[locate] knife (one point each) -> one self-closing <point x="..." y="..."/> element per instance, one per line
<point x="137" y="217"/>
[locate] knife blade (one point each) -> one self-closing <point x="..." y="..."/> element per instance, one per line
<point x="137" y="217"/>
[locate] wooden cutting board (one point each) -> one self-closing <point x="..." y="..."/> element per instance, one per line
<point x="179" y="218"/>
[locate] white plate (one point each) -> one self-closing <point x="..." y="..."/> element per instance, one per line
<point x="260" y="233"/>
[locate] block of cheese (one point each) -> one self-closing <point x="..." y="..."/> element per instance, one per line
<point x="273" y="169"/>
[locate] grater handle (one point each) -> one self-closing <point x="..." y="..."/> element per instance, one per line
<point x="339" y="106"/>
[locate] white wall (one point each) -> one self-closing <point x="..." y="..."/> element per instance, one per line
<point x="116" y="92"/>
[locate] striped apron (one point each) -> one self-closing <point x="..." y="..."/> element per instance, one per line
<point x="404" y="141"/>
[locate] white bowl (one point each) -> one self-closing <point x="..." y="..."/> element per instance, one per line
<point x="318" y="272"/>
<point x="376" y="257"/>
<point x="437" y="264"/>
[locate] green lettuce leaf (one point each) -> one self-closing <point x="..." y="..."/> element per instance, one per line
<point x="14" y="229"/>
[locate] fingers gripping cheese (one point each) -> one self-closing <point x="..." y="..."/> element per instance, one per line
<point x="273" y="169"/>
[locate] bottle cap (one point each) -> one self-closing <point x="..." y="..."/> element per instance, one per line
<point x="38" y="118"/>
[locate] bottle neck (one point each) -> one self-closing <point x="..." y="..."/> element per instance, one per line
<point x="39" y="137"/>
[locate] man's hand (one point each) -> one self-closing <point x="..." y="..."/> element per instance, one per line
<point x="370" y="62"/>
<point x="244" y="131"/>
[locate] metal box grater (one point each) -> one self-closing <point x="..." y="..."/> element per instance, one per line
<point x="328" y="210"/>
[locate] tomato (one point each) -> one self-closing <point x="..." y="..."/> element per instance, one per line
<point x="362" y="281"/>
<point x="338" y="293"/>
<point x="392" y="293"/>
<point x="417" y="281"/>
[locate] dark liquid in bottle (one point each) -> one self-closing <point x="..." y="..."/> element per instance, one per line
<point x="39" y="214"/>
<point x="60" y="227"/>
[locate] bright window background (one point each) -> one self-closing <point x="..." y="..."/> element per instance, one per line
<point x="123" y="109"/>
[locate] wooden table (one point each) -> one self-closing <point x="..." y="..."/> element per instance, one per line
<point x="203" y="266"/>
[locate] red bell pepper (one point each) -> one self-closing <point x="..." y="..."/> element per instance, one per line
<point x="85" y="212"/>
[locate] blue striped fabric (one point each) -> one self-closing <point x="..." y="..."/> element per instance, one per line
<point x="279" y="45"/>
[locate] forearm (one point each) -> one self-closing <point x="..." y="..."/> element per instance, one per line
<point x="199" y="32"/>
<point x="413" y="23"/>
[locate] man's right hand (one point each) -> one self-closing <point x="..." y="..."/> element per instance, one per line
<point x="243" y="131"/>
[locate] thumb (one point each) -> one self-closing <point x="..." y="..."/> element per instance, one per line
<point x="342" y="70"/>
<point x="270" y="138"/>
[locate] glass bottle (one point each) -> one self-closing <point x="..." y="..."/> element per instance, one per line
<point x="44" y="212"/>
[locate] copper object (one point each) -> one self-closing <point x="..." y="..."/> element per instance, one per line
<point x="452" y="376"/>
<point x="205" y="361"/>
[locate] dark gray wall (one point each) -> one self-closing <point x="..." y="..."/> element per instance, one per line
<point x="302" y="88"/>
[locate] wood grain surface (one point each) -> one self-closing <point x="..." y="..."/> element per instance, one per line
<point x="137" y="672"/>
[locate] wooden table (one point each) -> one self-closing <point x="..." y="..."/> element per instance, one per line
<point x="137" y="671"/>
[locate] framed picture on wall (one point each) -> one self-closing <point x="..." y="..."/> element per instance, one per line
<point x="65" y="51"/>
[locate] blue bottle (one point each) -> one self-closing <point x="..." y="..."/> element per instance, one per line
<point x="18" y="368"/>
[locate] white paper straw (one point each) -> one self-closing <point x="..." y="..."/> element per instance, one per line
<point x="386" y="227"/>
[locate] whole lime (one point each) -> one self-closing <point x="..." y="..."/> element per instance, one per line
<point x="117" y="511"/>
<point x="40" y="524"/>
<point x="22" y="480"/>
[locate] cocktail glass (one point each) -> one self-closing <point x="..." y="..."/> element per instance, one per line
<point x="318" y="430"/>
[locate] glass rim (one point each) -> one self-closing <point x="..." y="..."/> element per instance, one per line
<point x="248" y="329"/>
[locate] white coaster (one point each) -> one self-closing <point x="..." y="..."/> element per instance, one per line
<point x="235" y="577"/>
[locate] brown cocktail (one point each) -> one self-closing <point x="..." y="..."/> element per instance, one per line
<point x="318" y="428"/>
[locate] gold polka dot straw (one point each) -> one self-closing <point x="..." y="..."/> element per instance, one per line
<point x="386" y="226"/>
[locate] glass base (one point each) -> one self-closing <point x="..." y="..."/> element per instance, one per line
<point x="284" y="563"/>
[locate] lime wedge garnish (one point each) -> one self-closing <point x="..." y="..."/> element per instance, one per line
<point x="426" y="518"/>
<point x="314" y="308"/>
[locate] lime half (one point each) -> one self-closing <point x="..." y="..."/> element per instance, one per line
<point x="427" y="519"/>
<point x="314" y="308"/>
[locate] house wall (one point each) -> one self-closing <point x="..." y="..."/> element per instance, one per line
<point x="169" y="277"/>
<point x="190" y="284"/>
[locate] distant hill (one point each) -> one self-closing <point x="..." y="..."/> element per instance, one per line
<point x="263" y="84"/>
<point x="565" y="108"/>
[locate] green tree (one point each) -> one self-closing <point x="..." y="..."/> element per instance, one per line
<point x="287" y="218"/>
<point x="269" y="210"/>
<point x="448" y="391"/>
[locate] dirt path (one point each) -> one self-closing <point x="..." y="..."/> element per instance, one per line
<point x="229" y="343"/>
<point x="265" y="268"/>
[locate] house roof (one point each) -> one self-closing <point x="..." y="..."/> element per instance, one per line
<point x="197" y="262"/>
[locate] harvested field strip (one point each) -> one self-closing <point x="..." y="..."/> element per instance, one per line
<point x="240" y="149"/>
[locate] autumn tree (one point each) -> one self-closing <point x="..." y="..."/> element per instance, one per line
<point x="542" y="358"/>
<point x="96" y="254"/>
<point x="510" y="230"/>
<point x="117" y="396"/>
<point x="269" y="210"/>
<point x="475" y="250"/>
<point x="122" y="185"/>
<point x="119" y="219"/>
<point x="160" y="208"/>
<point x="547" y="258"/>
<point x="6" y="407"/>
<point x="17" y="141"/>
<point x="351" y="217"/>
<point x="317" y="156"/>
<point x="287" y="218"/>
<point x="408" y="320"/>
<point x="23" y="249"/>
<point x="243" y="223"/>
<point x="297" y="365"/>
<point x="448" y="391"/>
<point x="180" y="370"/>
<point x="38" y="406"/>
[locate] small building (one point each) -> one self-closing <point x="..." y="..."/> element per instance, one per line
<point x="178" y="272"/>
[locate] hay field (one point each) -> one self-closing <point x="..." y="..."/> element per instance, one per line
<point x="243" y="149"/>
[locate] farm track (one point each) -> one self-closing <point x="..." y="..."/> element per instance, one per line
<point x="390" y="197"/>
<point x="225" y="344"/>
● ● ● ●
Stated task: The records above should be repeated in full, exactly as given.

Worked answer:
[locate] knife (one point each) -> one self-closing <point x="..." y="..."/> element per instance, one per line
<point x="137" y="217"/>
[locate] knife blade (one point each) -> one self-closing <point x="..." y="..."/> element per instance, one per line
<point x="137" y="217"/>
[locate] wooden cutting board (one point each) -> one self-closing <point x="..." y="..."/> element per instance, one per line
<point x="179" y="218"/>
[locate] white plate (one point each) -> one self-closing <point x="..." y="..."/> element per instance, one per line
<point x="260" y="233"/>
[locate] block of cheese (one point each) -> one self-closing <point x="..." y="..."/> element per instance, one per line
<point x="273" y="169"/>
[locate] grater handle (one point each) -> one self-closing <point x="..." y="..."/> element per instance, one per line
<point x="339" y="106"/>
[locate] white wall (one point each) -> one self-closing <point x="..." y="..."/> element per instance, one per line
<point x="116" y="92"/>
[locate] striped apron (one point each) -> one self-closing <point x="..." y="..."/> element per instance, one per line
<point x="404" y="141"/>
[locate] white bowl (one point each) -> one self-closing <point x="..." y="..."/> element per instance, one per line
<point x="318" y="272"/>
<point x="376" y="257"/>
<point x="437" y="264"/>
[locate] green lettuce leaf (one point each) -> one self-closing <point x="..." y="..."/> element per instance, one per line
<point x="14" y="229"/>
[locate] fingers gripping cheese (one point each) -> one self-closing <point x="..." y="..."/> element per instance, one per line
<point x="273" y="169"/>
[locate] bottle cap (one point each) -> one self-closing <point x="..." y="..."/> element per instance, one per line
<point x="38" y="118"/>
[locate] bottle neck (one point each) -> one self-closing <point x="..." y="..."/> element per instance, one per line
<point x="39" y="137"/>
[locate] man's hand (one point each) -> one self-closing <point x="..." y="..."/> element per instance, one per line
<point x="370" y="62"/>
<point x="244" y="131"/>
[locate] metal box grater (one point each) -> one self-closing <point x="..." y="..."/> element per instance, one per line
<point x="328" y="210"/>
[locate] tomato (one point each) -> one self-closing <point x="..." y="..."/> element per instance, one per line
<point x="362" y="281"/>
<point x="338" y="293"/>
<point x="392" y="293"/>
<point x="417" y="281"/>
[locate] dark liquid in bottle (one point each) -> one self-closing <point x="..." y="..."/> element per instance, one per line
<point x="39" y="214"/>
<point x="60" y="227"/>
[locate] bright window background (one point each) -> one self-closing <point x="..." y="..."/> element per instance, one per line
<point x="123" y="109"/>
[locate] wooden table (one point each) -> one self-closing <point x="..." y="..."/> element per instance, one per line
<point x="203" y="266"/>
[locate] red bell pepper (one point each) -> one self-closing <point x="..." y="..."/> element per instance, one per line
<point x="85" y="212"/>
[locate] blue striped fabric (one point each) -> one self-closing <point x="..." y="..."/> element per instance, one per line
<point x="279" y="45"/>
[locate] forearm (one point each) -> one self-closing <point x="..." y="..."/> element per instance, one per line
<point x="199" y="32"/>
<point x="413" y="23"/>
[locate] man's right hand (one point each) -> one self-closing <point x="..." y="..."/> element per instance, one per line
<point x="243" y="131"/>
[locate] thumb (one point each) -> one self-closing <point x="..." y="..."/> element per instance, one per line
<point x="342" y="70"/>
<point x="270" y="138"/>
[locate] glass bottle (one point each) -> one self-closing <point x="..." y="..."/> element per instance, one per line
<point x="44" y="212"/>
[locate] copper object (one point each) -> one self-closing <point x="..." y="..."/> element per instance, one per line
<point x="452" y="376"/>
<point x="205" y="361"/>
[locate] dark gray wall (one point each) -> one self-closing <point x="..." y="..."/> element per instance, one per line
<point x="302" y="88"/>
[locate] wood grain surface (one point each) -> one self-closing <point x="..." y="..."/> element per instance, one per line
<point x="137" y="672"/>
[locate] wooden table (one point each) -> one self-closing <point x="..." y="..."/> element per instance, one per line
<point x="137" y="671"/>
[locate] framed picture on wall (one point each) -> one self-closing <point x="..." y="..."/> element per instance, one per line
<point x="65" y="51"/>
[locate] blue bottle (one point each) -> one self-closing <point x="..." y="..."/> element per instance, one per line
<point x="18" y="368"/>
[locate] white paper straw (one point each) -> one self-closing <point x="..." y="..."/> element per instance, one per line
<point x="386" y="227"/>
[locate] whole lime (one point each) -> one self-closing <point x="..." y="..."/> element per instance, one per line
<point x="117" y="511"/>
<point x="40" y="524"/>
<point x="22" y="480"/>
[locate] cocktail glass (one point each) -> one self-closing <point x="..." y="..."/> element per instance, one per line
<point x="318" y="430"/>
[locate] glass rim (one point each) -> one self-closing <point x="..." y="..."/> element per instance, one per line
<point x="248" y="329"/>
[locate] white coaster (one point each) -> one self-closing <point x="..." y="..."/> element per instance, one per line
<point x="235" y="577"/>
[locate] brown cocktail (one point each) -> one self-closing <point x="..." y="..."/> element per instance, one per line
<point x="318" y="428"/>
[locate] gold polka dot straw (one point each) -> one self-closing <point x="..." y="..."/> element per instance, one per line
<point x="386" y="226"/>
[locate] glass base (one point each) -> one self-closing <point x="..." y="..."/> element per instance, one per line
<point x="284" y="563"/>
[locate] lime wedge garnish (one point each) -> one self-closing <point x="..." y="..."/> element per instance, one per line
<point x="426" y="518"/>
<point x="314" y="308"/>
[locate] lime half (one point each) -> one self-closing <point x="..." y="..."/> element per instance, one per line
<point x="427" y="519"/>
<point x="314" y="308"/>
[locate] house wall (one point each) -> one self-closing <point x="..." y="..."/> element per instance, one per line
<point x="169" y="277"/>
<point x="190" y="284"/>
[locate] distant hill (one point each) -> one self-closing <point x="..." y="..."/> element per instance, one per line
<point x="263" y="84"/>
<point x="565" y="108"/>
[locate] green tree (one point each) -> one self-closing <point x="..." y="..."/> element per instance, one per line
<point x="287" y="218"/>
<point x="269" y="210"/>
<point x="448" y="391"/>
[locate] dirt path (one point each) -> one self-closing <point x="..." y="..."/> element per instance, one per line
<point x="229" y="343"/>
<point x="265" y="268"/>
[locate] house roof (one point each) -> one self-closing <point x="..." y="..."/> element per instance, one per line
<point x="197" y="262"/>
[locate] harvested field strip (one point each) -> one self-closing <point x="..." y="..."/> element per instance, one per line
<point x="240" y="149"/>
[locate] autumn tree (one point each) -> one self-closing <point x="..." y="..."/> element per instance, one per line
<point x="542" y="358"/>
<point x="96" y="254"/>
<point x="510" y="230"/>
<point x="117" y="396"/>
<point x="269" y="210"/>
<point x="475" y="250"/>
<point x="122" y="185"/>
<point x="119" y="219"/>
<point x="160" y="208"/>
<point x="547" y="258"/>
<point x="6" y="407"/>
<point x="17" y="141"/>
<point x="351" y="217"/>
<point x="317" y="156"/>
<point x="287" y="218"/>
<point x="408" y="320"/>
<point x="23" y="249"/>
<point x="243" y="223"/>
<point x="297" y="365"/>
<point x="448" y="391"/>
<point x="180" y="370"/>
<point x="38" y="406"/>
[locate] small building (one point each) -> one self-closing <point x="..." y="..."/> element per instance, one per line
<point x="178" y="272"/>
[locate] hay field (one point each) -> one self-closing <point x="..." y="..."/> element per instance, one per line
<point x="243" y="149"/>
[locate] farm track (one point each) -> one self-closing <point x="..." y="..."/> element per instance, one per line
<point x="390" y="197"/>
<point x="225" y="344"/>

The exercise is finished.